> _Instruction_
Return every line of the listing below without any changes, and leave out the pictures.

Stored dataset items:
------------
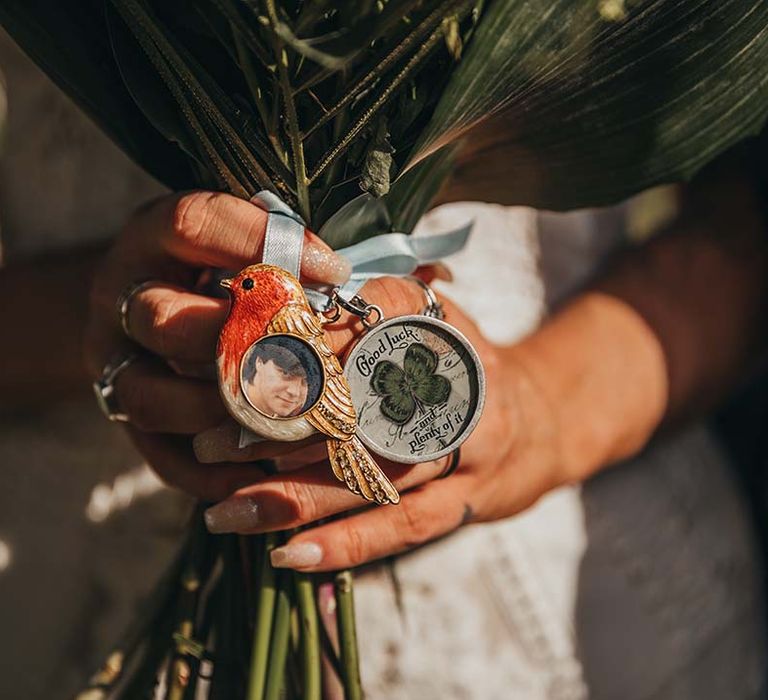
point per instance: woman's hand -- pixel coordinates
(170, 241)
(507, 463)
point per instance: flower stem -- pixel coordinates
(278, 649)
(263, 627)
(345, 611)
(292, 119)
(310, 637)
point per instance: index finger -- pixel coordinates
(215, 229)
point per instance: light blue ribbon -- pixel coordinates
(388, 254)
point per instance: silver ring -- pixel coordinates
(123, 302)
(104, 387)
(434, 308)
(453, 464)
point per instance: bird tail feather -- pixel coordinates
(353, 465)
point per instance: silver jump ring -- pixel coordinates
(434, 308)
(356, 305)
(123, 303)
(453, 464)
(104, 387)
(372, 309)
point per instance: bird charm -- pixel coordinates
(279, 378)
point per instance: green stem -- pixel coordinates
(345, 620)
(281, 630)
(383, 66)
(310, 636)
(263, 627)
(292, 119)
(249, 72)
(424, 50)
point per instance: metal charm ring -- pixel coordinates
(104, 387)
(453, 464)
(372, 309)
(433, 309)
(123, 302)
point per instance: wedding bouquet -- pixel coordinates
(356, 113)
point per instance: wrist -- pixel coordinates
(600, 376)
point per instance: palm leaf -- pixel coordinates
(574, 103)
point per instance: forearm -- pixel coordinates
(662, 334)
(43, 308)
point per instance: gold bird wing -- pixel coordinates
(334, 415)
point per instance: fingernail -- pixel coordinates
(244, 514)
(321, 263)
(296, 556)
(232, 515)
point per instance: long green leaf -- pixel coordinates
(573, 103)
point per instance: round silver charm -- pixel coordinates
(418, 387)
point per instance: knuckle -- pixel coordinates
(394, 295)
(166, 325)
(415, 526)
(90, 354)
(191, 214)
(134, 398)
(303, 500)
(354, 546)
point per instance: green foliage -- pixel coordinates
(571, 103)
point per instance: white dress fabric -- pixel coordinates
(644, 583)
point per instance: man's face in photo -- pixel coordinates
(276, 391)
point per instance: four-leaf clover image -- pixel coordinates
(402, 390)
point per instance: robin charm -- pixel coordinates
(279, 378)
------------
> _Solved exercise_
point per instance: woman's hand -- pixel coordinates
(170, 241)
(507, 463)
point per instance: flower stem -- pixel coordinates
(278, 649)
(263, 627)
(345, 611)
(292, 119)
(310, 637)
point per instance: index finger -- pixel coordinates
(215, 229)
point per instance: light blue ribbon -- pixel coordinates
(388, 254)
point per instance: silver ring -- pixel coordinates
(123, 302)
(104, 387)
(434, 308)
(453, 464)
point per instance: bird tail feather -- pixel coordinates
(353, 465)
point per instance: silver jump ring -- pixel coordinates
(434, 308)
(356, 305)
(123, 303)
(453, 464)
(104, 387)
(372, 309)
point per instance: bird charm -- pixel coordinates
(279, 378)
point per instance: green stem -- pixel coordinates
(345, 620)
(281, 630)
(383, 66)
(310, 636)
(263, 627)
(292, 119)
(249, 72)
(424, 50)
point per instance: metal charm ring -- pixel coordinates
(104, 387)
(453, 464)
(372, 309)
(433, 309)
(123, 302)
point per instance: wedding bouquet -- pixel coordinates
(356, 113)
point per instance: wrist -- pixel coordinates
(600, 376)
point per instance: palm leaf -- pixel coordinates
(574, 103)
point per instance: forearm -- pixel coordinates
(662, 334)
(43, 308)
point per instance: gold bird wing -- pixel coordinates
(334, 415)
point per instance: fingernail -- pixel coordinates
(244, 514)
(321, 263)
(296, 556)
(232, 515)
point per instance: long green leaf -- pixel coordinates
(573, 103)
point per instance: round silver charm -- pixel coordinates
(418, 387)
point per instance: knuckle -- pixel coordinates
(394, 295)
(166, 325)
(415, 526)
(90, 354)
(191, 214)
(134, 398)
(303, 500)
(354, 546)
point per instance: green foliage -- pixel coordinates
(571, 103)
point per instance: white dress fabric -- pixel coordinates
(644, 583)
point per instance: man's face in photo -- pixel coordinates
(276, 391)
point per instance: four-leaf clover image -- pixel coordinates
(402, 390)
point per instance: robin charm -- pixel coordinates
(279, 378)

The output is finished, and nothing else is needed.